### [DESCRIPTION OF THE TASK]
Count the lines in the items below that contain the word "buffalo". Reply with that number only.

-- begin TASK MATERIAL --

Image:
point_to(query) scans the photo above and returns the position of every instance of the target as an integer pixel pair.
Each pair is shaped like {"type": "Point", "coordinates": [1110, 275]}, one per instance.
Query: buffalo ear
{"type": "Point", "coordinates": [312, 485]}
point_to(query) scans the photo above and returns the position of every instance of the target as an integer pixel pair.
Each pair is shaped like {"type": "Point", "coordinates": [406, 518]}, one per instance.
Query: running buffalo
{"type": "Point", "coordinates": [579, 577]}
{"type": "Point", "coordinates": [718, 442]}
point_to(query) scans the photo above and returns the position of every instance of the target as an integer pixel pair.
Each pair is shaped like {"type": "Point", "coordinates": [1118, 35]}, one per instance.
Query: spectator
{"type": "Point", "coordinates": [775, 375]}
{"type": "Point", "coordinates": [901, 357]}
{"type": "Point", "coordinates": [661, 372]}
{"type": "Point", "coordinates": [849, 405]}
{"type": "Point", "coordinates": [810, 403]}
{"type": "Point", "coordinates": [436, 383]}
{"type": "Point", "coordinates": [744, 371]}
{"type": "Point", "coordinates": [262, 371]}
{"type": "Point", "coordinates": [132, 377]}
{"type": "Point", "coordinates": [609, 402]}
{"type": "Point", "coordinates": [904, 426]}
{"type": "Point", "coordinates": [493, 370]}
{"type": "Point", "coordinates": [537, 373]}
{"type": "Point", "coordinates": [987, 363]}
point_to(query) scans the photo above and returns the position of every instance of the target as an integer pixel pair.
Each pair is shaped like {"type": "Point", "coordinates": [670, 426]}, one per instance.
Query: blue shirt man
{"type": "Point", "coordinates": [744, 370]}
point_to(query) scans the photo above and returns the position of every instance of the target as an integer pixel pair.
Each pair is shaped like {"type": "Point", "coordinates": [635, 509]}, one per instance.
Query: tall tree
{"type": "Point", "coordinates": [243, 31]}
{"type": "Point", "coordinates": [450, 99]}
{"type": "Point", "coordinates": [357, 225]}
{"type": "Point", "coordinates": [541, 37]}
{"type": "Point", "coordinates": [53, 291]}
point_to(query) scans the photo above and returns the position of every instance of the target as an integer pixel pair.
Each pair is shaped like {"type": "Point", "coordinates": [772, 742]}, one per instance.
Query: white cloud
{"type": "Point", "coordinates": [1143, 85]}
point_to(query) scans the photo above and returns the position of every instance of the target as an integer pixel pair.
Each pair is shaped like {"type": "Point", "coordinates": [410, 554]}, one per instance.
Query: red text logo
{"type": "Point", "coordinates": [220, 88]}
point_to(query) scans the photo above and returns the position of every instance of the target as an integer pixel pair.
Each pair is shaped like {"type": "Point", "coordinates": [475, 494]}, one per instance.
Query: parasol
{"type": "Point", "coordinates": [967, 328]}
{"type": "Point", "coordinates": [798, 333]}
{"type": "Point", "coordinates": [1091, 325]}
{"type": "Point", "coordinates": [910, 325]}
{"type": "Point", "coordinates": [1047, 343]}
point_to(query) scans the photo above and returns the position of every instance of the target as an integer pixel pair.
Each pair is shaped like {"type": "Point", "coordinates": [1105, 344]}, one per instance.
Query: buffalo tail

-- end TASK MATERIAL --

### [TASK SOLUTION]
3